| Work instructions |
Rescale the entries from the line containing "# trace the outline of every instance of the palm" through the end of the entries, and return only those lines, requests included, with each coordinate in the answer outlines multiplied by 0.95 and rounded to a whole number, halves rounded up. Leave the numbers in the requests and format samples unchanged.

-------------------------

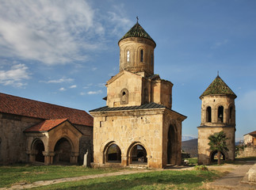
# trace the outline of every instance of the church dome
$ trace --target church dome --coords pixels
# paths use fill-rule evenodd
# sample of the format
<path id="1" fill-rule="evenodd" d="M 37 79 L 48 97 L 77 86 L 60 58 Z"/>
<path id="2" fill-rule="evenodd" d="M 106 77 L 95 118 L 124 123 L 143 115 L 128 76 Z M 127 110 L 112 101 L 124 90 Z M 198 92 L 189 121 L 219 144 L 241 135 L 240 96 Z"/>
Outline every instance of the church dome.
<path id="1" fill-rule="evenodd" d="M 149 34 L 142 28 L 142 26 L 139 24 L 137 21 L 136 24 L 132 26 L 132 28 L 119 40 L 121 41 L 124 39 L 129 38 L 129 37 L 142 37 L 142 38 L 146 38 L 155 44 L 155 47 L 156 46 L 155 42 L 154 40 L 149 36 Z M 118 42 L 118 43 L 119 43 Z"/>
<path id="2" fill-rule="evenodd" d="M 200 96 L 200 98 L 207 95 L 231 95 L 234 96 L 235 98 L 236 97 L 235 93 L 221 79 L 219 74 L 205 89 L 202 95 Z"/>

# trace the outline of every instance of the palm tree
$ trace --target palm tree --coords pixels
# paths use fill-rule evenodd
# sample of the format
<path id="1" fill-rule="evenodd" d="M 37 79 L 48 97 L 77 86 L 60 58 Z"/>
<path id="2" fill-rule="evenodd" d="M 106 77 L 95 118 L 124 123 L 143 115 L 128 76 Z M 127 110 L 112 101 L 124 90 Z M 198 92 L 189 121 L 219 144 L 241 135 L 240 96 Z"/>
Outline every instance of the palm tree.
<path id="1" fill-rule="evenodd" d="M 208 143 L 210 146 L 210 149 L 212 151 L 218 151 L 218 165 L 220 165 L 220 152 L 223 152 L 224 150 L 228 151 L 226 144 L 226 140 L 228 139 L 226 137 L 226 134 L 222 131 L 211 135 L 208 139 L 210 141 Z"/>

-------------------------

| Solution below |
# trace the outline of every instance of the palm tree
$ trace --target palm tree --coords pixels
# paths use fill-rule evenodd
# sample of the format
<path id="1" fill-rule="evenodd" d="M 37 79 L 48 97 L 77 86 L 60 58 Z"/>
<path id="2" fill-rule="evenodd" d="M 106 77 L 95 118 L 124 123 L 143 115 L 128 76 Z M 127 110 L 112 101 L 124 90 Z M 198 92 L 189 121 L 219 144 L 241 135 L 240 96 Z"/>
Outline every instance of the palm tree.
<path id="1" fill-rule="evenodd" d="M 198 136 L 200 139 L 200 142 L 201 143 L 207 143 L 207 157 L 209 157 L 209 144 L 212 144 L 213 143 L 217 143 L 215 137 L 215 133 L 217 132 L 215 130 L 215 127 L 211 124 L 200 128 L 198 132 L 200 134 Z"/>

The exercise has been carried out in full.